__Data for review__.
=======

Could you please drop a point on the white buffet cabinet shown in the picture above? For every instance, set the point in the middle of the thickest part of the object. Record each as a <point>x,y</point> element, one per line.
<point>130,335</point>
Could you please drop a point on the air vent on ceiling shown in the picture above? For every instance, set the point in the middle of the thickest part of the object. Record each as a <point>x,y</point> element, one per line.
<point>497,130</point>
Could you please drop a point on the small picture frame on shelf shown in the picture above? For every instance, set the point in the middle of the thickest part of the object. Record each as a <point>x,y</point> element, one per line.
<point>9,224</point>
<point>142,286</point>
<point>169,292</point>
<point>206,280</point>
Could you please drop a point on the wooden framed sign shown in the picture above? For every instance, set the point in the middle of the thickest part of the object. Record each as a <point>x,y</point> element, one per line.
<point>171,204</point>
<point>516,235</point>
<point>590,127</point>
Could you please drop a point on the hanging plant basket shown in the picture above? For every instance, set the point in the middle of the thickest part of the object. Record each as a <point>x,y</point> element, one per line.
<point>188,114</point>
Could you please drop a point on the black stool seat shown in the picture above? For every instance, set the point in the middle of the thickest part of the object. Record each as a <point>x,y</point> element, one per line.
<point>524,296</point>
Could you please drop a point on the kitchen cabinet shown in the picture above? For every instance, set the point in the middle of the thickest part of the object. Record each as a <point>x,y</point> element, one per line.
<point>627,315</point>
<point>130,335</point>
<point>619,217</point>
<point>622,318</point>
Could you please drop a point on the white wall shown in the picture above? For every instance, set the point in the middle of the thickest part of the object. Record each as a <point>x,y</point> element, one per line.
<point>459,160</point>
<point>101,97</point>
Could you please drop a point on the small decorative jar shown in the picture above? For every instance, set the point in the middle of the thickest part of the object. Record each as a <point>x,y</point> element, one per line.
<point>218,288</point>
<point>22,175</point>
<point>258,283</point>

=======

__What you need to do__.
Set down every entry again, word for word.

__Solution to this problem__.
Could you please drop a point on the white buffet cabinet shown in the picture above? For every instance, set the point in the middle of the thickest part of the object. Record each as a <point>x,y</point> element, one per line.
<point>130,335</point>
Could you please drop a point on the air vent on ceiling shown in the picture above? For every instance, set the point in the middle of the thickest part of the object. Record each as a <point>x,y</point> element, one per line.
<point>497,130</point>
Could you please drop a point on the small picture frame on shelf shown in the picture above? For every instance, set the point in the middle of the thickest part of the object. Record each as a <point>x,y</point> element, one per line.
<point>9,224</point>
<point>142,286</point>
<point>169,292</point>
<point>206,280</point>
Could you please drop a point on the wooden framed sign shown in the picture above? For every instance, set the point in the middle of the thickest part of the object. Record each as a <point>x,y</point> element, one per line.
<point>171,204</point>
<point>516,235</point>
<point>590,127</point>
Could you please drop a point on the hanging plant basket shown in the picture above? For every instance, set the point in the middle of the thickest part of the object. Record each as a <point>x,y</point> element, one per line.
<point>188,114</point>
Could you please drop a point on the black stool seat shown in the picture above? For every instance, set the point in the middle of the thickest part of the object. Record each as a <point>x,y</point> element, one per line.
<point>524,296</point>
Could you please drop a point on the kitchen cabinet shown in the picture above? For every instance, set the point in the middle of the thickest part of the object. Record each as a <point>x,y</point> element, one per line.
<point>627,315</point>
<point>130,335</point>
<point>619,217</point>
<point>622,318</point>
Could you please drop a point on the white wall shown in the picture above? For every instance, set the point in the middle of the thickest part of the object. Record each as a <point>x,y</point> element, one per line.
<point>459,160</point>
<point>101,97</point>
Could you please drop a point on the small decorative jar shown in the picture above? For every instance, set the point in the middle of the thickest part of the object. Record each as a <point>x,y</point> element, one per line.
<point>218,288</point>
<point>22,175</point>
<point>258,283</point>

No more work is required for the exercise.